» **Raw records**:
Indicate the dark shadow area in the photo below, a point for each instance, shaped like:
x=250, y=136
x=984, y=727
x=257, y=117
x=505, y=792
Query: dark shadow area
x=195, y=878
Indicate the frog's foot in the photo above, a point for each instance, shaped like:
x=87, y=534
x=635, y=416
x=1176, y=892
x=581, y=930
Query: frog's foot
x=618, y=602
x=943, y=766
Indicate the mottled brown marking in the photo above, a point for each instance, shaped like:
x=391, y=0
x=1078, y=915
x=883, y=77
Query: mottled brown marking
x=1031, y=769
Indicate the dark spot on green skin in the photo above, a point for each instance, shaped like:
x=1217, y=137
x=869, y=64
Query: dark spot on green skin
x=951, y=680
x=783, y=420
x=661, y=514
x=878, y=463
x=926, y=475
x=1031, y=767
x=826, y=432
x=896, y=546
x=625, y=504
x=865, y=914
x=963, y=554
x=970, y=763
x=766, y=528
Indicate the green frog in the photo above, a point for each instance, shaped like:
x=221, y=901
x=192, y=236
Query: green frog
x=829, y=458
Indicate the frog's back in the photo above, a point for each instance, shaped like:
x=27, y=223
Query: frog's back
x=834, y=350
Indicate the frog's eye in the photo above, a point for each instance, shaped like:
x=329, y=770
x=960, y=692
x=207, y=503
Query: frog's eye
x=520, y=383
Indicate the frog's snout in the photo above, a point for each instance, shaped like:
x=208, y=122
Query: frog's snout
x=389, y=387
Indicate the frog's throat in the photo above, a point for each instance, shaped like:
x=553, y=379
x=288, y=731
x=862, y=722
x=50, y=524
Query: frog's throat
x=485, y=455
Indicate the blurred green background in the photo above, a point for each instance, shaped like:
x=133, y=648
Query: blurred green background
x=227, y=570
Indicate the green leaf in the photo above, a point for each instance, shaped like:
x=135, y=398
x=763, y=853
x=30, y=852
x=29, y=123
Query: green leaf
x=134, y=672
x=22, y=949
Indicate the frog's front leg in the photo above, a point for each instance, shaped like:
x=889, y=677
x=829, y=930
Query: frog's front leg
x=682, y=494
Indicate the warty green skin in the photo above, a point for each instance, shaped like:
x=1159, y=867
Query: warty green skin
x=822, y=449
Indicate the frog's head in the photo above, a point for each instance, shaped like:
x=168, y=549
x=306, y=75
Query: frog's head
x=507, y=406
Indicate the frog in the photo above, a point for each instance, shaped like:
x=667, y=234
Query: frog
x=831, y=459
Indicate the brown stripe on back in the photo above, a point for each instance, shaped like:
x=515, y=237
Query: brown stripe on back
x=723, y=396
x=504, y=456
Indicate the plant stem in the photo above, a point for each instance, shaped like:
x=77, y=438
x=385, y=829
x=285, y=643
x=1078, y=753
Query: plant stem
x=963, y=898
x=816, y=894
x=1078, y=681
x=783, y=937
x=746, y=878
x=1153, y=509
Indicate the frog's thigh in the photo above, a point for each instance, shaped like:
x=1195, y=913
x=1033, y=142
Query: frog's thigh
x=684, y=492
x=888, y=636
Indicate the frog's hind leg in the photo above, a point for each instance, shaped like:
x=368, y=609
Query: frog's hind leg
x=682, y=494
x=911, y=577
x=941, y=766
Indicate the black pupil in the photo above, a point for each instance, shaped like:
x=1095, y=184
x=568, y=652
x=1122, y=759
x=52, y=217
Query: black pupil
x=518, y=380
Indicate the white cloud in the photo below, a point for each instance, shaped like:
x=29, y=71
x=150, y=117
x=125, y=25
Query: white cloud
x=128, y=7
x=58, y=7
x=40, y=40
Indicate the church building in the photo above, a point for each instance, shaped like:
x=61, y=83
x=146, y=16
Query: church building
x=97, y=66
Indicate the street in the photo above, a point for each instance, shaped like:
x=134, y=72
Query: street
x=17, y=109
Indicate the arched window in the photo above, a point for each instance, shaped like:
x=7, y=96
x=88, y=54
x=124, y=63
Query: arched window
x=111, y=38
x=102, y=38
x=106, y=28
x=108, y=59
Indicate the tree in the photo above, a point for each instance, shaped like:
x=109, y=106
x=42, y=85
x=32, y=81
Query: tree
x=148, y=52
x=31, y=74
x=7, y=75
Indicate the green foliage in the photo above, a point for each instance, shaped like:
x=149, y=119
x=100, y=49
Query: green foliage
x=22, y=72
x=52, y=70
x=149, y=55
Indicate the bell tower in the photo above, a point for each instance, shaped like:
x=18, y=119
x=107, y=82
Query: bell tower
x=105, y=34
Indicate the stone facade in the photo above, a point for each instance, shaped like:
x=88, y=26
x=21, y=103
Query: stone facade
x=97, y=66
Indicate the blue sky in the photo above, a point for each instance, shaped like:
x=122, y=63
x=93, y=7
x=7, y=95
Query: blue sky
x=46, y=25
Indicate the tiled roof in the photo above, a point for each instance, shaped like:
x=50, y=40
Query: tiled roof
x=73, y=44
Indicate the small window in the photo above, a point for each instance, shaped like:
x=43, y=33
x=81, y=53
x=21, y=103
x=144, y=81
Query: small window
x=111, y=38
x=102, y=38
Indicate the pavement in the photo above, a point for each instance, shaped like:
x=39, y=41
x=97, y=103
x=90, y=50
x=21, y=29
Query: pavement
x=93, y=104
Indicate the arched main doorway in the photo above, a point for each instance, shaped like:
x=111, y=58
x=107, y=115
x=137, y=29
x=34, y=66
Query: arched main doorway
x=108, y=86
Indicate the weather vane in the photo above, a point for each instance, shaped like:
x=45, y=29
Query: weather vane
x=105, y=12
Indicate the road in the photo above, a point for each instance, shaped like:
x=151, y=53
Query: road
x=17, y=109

» **EXERCISE BRIEF**: Rewrite the lines above, from the very first one through the line with "x=1031, y=769", as a JSON list of strings with one string per line. Skip any blank lines.

» **THE RESULT**:
[
  "Indicate the dark shadow area in the photo below, a point for each instance, shaped like:",
  "x=250, y=136",
  "x=984, y=727",
  "x=257, y=117",
  "x=505, y=792",
  "Query: dark shadow area",
  "x=195, y=878",
  "Indicate the frog's foot in the photo above, a point for each instance, shaped like:",
  "x=87, y=534",
  "x=635, y=416",
  "x=1176, y=892",
  "x=581, y=930",
  "Query: frog's foot",
  "x=618, y=602",
  "x=943, y=766",
  "Indicate the mottled brown marking in the photo above, a point for each instance, shaped like:",
  "x=391, y=0",
  "x=1078, y=915",
  "x=883, y=77",
  "Query: mottled brown marking",
  "x=1031, y=769"
]